[Records from a collection]

================================

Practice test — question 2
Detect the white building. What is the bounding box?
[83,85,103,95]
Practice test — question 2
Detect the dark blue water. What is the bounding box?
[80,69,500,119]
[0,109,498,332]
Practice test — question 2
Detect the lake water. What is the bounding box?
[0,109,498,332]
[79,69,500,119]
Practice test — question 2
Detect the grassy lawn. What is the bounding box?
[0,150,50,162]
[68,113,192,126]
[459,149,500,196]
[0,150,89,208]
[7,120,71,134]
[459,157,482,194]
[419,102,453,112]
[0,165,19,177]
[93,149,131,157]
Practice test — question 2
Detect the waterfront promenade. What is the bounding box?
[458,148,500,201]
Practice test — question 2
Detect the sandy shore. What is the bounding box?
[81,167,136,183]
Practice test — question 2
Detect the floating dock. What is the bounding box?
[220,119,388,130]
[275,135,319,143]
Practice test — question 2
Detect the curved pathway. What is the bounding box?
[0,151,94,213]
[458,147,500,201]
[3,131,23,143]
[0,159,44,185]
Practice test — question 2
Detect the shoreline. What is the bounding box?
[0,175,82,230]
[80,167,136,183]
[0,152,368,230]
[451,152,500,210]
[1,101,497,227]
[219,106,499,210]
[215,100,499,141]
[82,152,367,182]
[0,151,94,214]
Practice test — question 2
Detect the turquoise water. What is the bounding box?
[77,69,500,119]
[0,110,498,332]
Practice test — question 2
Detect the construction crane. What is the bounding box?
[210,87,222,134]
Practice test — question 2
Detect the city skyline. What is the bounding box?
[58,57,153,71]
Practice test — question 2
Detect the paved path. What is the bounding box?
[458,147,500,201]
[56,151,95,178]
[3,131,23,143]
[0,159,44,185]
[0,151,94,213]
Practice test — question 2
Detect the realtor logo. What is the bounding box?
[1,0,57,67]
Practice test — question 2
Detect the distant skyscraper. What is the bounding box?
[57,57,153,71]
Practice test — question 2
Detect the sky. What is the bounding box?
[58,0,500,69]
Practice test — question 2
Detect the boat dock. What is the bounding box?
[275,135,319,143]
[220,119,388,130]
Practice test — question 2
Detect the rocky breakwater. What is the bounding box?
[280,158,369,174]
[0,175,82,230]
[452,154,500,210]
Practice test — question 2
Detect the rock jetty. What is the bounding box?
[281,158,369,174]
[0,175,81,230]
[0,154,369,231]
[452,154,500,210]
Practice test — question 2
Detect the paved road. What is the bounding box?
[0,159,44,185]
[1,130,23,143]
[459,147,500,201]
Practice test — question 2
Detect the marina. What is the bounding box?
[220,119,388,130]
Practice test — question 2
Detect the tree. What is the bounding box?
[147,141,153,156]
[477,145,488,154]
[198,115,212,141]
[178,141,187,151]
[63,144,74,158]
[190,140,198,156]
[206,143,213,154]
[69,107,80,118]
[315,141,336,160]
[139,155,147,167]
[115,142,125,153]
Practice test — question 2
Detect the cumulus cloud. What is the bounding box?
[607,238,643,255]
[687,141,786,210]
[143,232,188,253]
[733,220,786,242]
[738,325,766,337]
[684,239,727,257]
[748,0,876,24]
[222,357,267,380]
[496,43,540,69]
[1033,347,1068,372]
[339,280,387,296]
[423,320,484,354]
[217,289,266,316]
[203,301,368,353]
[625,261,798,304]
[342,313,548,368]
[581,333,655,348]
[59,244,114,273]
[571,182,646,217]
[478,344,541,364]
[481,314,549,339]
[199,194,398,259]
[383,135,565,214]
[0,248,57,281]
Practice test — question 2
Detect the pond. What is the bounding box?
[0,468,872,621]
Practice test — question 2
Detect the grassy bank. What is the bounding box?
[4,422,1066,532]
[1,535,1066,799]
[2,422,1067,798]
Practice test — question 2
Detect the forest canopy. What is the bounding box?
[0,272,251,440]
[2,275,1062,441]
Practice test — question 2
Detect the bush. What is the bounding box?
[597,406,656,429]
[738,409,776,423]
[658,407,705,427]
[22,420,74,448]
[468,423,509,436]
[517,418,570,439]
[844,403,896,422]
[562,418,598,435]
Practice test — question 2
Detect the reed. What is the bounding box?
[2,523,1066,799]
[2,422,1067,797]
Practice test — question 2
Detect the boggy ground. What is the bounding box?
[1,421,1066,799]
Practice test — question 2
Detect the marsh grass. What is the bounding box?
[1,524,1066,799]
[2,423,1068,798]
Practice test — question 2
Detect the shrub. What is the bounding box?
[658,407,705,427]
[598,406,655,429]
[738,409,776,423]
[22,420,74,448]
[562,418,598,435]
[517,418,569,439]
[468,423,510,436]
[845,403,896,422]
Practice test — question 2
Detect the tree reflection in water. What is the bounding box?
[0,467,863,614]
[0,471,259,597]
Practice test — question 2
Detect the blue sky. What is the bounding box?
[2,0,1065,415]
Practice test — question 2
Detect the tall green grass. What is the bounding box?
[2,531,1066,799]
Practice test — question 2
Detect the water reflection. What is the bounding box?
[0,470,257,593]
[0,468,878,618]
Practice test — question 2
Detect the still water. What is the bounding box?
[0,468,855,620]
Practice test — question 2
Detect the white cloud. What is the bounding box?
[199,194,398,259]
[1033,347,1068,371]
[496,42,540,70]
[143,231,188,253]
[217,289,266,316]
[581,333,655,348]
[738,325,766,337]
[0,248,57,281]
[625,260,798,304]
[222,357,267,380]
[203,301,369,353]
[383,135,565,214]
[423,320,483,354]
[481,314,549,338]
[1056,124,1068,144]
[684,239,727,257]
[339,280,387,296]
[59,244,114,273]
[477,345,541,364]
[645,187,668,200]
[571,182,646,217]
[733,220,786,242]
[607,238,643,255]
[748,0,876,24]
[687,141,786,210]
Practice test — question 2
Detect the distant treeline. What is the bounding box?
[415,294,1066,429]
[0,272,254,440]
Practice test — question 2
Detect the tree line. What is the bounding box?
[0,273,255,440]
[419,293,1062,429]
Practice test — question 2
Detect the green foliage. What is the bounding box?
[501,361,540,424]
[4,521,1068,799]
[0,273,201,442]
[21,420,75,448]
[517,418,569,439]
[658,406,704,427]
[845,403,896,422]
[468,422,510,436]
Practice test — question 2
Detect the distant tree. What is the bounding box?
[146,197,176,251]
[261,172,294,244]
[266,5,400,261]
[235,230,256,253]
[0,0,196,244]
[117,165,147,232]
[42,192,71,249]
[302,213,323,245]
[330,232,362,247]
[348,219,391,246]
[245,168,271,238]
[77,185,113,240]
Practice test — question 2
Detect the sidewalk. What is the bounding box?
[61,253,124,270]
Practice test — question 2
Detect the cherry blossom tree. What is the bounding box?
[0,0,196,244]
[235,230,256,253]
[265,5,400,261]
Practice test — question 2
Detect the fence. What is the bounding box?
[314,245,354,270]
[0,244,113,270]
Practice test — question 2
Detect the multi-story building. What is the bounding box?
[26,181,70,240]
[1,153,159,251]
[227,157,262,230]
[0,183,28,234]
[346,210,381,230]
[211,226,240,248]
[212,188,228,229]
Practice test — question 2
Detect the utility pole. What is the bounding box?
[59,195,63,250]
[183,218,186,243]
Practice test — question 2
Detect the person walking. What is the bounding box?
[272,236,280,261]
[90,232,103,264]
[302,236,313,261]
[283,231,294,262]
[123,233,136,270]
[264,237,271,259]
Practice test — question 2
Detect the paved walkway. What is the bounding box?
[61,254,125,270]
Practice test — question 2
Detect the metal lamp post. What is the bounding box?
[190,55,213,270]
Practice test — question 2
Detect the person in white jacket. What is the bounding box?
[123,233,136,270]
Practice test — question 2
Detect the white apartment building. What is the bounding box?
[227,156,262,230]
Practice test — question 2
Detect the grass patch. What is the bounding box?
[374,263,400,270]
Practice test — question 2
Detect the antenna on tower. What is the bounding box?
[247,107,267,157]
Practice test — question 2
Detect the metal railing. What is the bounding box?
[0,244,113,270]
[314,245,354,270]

================================

## WHAT TO DO
The lines from the one containing "Detect the antenna" through the last line of the records are to be transcribed exactly, with nothing else added.

## TASK ANSWER
Detect the antenna on tower. What is the bounding box?
[247,107,267,157]
Practice test — question 2
Detect the metal railing. What is the bounding box?
[0,244,113,270]
[314,245,354,270]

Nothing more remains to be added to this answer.